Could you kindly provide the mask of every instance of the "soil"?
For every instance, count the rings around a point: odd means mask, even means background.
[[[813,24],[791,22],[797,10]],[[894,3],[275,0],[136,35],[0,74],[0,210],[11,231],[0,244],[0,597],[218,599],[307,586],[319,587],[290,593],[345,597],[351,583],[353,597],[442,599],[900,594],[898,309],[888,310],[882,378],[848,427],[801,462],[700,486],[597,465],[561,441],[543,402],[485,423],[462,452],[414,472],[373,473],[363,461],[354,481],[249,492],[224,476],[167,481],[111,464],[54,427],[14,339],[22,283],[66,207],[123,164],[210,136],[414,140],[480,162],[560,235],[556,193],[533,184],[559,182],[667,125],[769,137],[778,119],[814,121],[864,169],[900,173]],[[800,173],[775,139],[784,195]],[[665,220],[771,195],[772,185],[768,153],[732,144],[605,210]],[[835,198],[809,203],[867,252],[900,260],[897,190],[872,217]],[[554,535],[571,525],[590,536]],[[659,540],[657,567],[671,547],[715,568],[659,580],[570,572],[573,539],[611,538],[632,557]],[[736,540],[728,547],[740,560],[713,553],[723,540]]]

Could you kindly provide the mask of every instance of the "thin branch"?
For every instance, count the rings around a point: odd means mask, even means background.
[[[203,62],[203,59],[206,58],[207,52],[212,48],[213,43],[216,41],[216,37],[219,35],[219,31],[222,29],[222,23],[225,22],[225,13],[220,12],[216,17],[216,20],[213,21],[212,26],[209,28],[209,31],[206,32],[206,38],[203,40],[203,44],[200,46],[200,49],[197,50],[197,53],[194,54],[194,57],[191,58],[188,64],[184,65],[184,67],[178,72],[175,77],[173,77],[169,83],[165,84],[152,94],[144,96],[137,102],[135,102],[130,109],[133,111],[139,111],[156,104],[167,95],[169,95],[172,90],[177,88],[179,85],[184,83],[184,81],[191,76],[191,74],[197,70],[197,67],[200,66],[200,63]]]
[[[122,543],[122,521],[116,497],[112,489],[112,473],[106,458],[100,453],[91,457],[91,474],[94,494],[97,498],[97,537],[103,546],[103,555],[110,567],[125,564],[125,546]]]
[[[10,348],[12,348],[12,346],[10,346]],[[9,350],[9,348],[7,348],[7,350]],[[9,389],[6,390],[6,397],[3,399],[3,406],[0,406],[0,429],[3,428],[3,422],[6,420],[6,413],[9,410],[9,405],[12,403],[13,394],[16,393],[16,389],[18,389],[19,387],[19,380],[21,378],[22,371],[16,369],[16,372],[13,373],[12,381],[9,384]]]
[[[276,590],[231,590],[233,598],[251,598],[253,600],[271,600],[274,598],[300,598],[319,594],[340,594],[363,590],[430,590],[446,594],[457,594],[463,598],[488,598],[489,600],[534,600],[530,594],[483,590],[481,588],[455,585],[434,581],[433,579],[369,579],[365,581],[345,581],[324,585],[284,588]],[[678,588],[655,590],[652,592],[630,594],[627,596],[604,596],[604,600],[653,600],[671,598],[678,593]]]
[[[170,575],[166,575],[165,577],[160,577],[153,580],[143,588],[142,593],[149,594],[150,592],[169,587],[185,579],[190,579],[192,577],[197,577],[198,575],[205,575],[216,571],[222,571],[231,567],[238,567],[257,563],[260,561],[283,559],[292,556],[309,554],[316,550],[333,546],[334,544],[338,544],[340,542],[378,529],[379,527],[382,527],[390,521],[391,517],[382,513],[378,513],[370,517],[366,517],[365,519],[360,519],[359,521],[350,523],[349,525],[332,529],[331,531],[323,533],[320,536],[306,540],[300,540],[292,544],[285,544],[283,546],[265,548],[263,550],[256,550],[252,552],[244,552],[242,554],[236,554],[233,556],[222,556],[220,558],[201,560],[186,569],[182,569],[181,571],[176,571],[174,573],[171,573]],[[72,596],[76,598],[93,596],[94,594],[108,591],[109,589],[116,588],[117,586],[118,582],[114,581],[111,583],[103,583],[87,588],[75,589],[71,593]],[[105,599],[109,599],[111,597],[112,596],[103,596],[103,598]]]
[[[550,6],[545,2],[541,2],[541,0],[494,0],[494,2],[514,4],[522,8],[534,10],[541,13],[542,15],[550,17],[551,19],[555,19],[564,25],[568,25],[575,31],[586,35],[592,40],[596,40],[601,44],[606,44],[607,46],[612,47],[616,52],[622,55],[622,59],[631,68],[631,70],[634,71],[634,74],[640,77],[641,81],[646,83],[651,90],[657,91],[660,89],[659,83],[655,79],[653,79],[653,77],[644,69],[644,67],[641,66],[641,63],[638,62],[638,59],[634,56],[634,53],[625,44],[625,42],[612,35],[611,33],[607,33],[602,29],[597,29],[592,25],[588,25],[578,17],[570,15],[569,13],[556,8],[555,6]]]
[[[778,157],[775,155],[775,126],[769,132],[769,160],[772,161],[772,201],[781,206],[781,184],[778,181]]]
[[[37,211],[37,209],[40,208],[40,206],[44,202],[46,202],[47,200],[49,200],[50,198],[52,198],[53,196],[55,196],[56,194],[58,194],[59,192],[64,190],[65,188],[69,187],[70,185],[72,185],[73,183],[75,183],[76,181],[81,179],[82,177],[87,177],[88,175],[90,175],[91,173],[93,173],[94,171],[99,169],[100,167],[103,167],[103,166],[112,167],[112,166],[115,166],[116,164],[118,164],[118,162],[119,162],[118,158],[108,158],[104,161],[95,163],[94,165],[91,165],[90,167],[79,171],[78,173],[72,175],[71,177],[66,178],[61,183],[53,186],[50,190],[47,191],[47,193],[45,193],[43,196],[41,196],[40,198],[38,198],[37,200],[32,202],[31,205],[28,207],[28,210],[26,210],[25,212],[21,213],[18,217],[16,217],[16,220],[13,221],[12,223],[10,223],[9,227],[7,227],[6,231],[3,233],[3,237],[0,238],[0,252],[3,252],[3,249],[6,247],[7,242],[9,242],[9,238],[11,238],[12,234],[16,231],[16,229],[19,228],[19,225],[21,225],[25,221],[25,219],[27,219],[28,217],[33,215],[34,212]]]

→ Problem to solve: Retype the entries above exactly as they appear.

→ Answer section:
Could you kindly provide the mask of every instance of the "soil"?
For every instance, count the rings around a point: odd means mask, even means background.
[[[813,24],[791,22],[797,10]],[[894,3],[275,0],[136,35],[0,74],[0,210],[11,231],[0,244],[0,597],[218,599],[307,586],[319,587],[290,593],[345,597],[351,583],[353,597],[442,599],[900,594],[898,309],[888,310],[882,378],[848,427],[801,462],[700,486],[597,465],[561,441],[543,402],[485,423],[462,452],[414,472],[373,473],[363,461],[354,481],[249,492],[224,476],[167,481],[111,464],[54,427],[14,339],[22,283],[66,207],[123,164],[210,136],[414,140],[480,162],[560,235],[556,193],[533,184],[559,182],[667,125],[769,137],[778,119],[814,121],[864,169],[900,173]],[[800,173],[775,139],[784,195]],[[665,220],[771,195],[772,185],[768,153],[732,144],[605,210]],[[835,198],[809,203],[867,252],[900,260],[897,190],[872,217]],[[554,535],[571,525],[590,536]],[[659,540],[657,567],[671,547],[715,568],[659,580],[570,572],[573,539],[611,538],[632,557]],[[736,540],[728,547],[740,560],[713,553],[723,540]]]

Could you kindly provide the mask of every instance of the "thin branch"?
For every instance, count the rings around a point: odd means mask, even means background.
[[[203,62],[203,59],[206,58],[207,52],[212,48],[213,43],[216,41],[216,37],[219,35],[219,31],[222,29],[222,23],[225,22],[225,13],[220,12],[216,17],[216,20],[213,21],[212,26],[209,28],[209,31],[206,32],[206,38],[203,40],[203,44],[200,46],[200,49],[197,50],[197,53],[194,54],[194,57],[191,58],[188,64],[184,65],[184,67],[178,72],[175,77],[173,77],[169,83],[165,84],[152,94],[144,96],[137,102],[135,102],[130,109],[133,111],[139,111],[156,104],[167,95],[169,95],[172,90],[177,88],[179,85],[184,83],[184,81],[191,76],[191,74],[197,70],[197,67],[200,66],[200,63]]]
[[[122,543],[122,521],[116,497],[112,489],[112,473],[106,458],[100,453],[91,457],[91,474],[94,494],[97,498],[97,537],[103,546],[103,555],[110,567],[125,564],[125,546]]]
[[[10,348],[12,348],[12,346],[10,346]],[[9,350],[9,348],[7,348],[7,350]],[[9,389],[6,390],[6,397],[3,399],[3,406],[0,406],[0,429],[3,428],[3,422],[6,420],[6,413],[9,410],[9,405],[12,403],[13,394],[16,393],[16,389],[18,389],[19,387],[19,380],[21,378],[22,371],[16,369],[16,372],[13,373],[12,381],[9,384]]]
[[[276,590],[231,590],[233,598],[251,598],[253,600],[271,600],[274,598],[300,598],[319,594],[340,594],[363,590],[430,590],[446,594],[457,594],[463,598],[488,598],[489,600],[534,600],[530,594],[483,590],[481,588],[455,585],[434,581],[433,579],[369,579],[365,581],[345,581],[324,585],[284,588]],[[678,588],[655,590],[652,592],[630,594],[627,596],[604,596],[604,600],[653,600],[671,598],[678,593]]]
[[[170,575],[166,575],[165,577],[160,577],[153,580],[143,588],[142,593],[149,594],[150,592],[169,587],[185,579],[190,579],[192,577],[197,577],[198,575],[205,575],[216,571],[222,571],[231,567],[238,567],[257,563],[260,561],[283,559],[292,556],[309,554],[316,550],[333,546],[334,544],[338,544],[340,542],[378,529],[379,527],[382,527],[390,521],[391,517],[382,513],[378,513],[370,517],[366,517],[365,519],[360,519],[359,521],[350,523],[349,525],[332,529],[331,531],[323,533],[320,536],[306,540],[300,540],[292,544],[285,544],[283,546],[265,548],[263,550],[256,550],[252,552],[244,552],[242,554],[236,554],[233,556],[222,556],[220,558],[201,560],[186,569],[182,569],[181,571],[176,571],[174,573],[171,573]],[[72,596],[76,598],[93,596],[94,594],[108,591],[109,589],[116,588],[117,586],[118,582],[114,581],[111,583],[103,583],[87,588],[75,589],[71,593]],[[105,599],[109,599],[111,597],[112,596],[103,596],[103,598]]]
[[[550,6],[545,2],[541,2],[541,0],[494,0],[494,2],[514,4],[522,8],[534,10],[541,13],[542,15],[550,17],[551,19],[555,19],[564,25],[568,25],[575,31],[586,35],[592,40],[596,40],[601,44],[606,44],[607,46],[612,47],[616,52],[622,55],[622,59],[631,68],[631,70],[634,71],[634,74],[640,77],[641,81],[646,83],[651,90],[657,91],[660,89],[659,83],[655,79],[653,79],[653,77],[644,69],[644,67],[641,66],[641,63],[638,62],[638,59],[634,56],[634,53],[625,44],[625,42],[612,35],[611,33],[607,33],[602,29],[597,29],[592,25],[588,25],[578,17],[570,15],[569,13],[556,8],[555,6]]]
[[[778,157],[775,155],[775,126],[769,132],[769,160],[772,161],[772,201],[781,206],[781,184],[778,181]]]
[[[37,211],[37,209],[40,208],[40,206],[44,202],[46,202],[47,200],[49,200],[50,198],[52,198],[53,196],[55,196],[56,194],[58,194],[59,192],[64,190],[65,188],[69,187],[70,185],[72,185],[73,183],[75,183],[76,181],[81,179],[82,177],[87,177],[88,175],[90,175],[91,173],[93,173],[94,171],[99,169],[100,167],[103,167],[103,166],[112,167],[112,166],[115,166],[116,164],[118,164],[118,162],[119,162],[118,158],[108,158],[104,161],[95,163],[94,165],[91,165],[90,167],[79,171],[78,173],[72,175],[71,177],[66,178],[61,183],[53,186],[50,190],[47,191],[47,193],[45,193],[43,196],[41,196],[40,198],[38,198],[37,200],[32,202],[31,205],[28,207],[28,210],[26,210],[25,212],[21,213],[18,217],[16,217],[16,220],[13,221],[12,223],[10,223],[9,227],[7,227],[6,231],[3,233],[3,237],[0,238],[0,252],[3,252],[3,249],[6,247],[7,242],[9,242],[9,238],[11,238],[12,234],[16,231],[16,229],[19,228],[19,225],[21,225],[25,221],[25,219],[27,219],[28,217],[33,215],[34,212]]]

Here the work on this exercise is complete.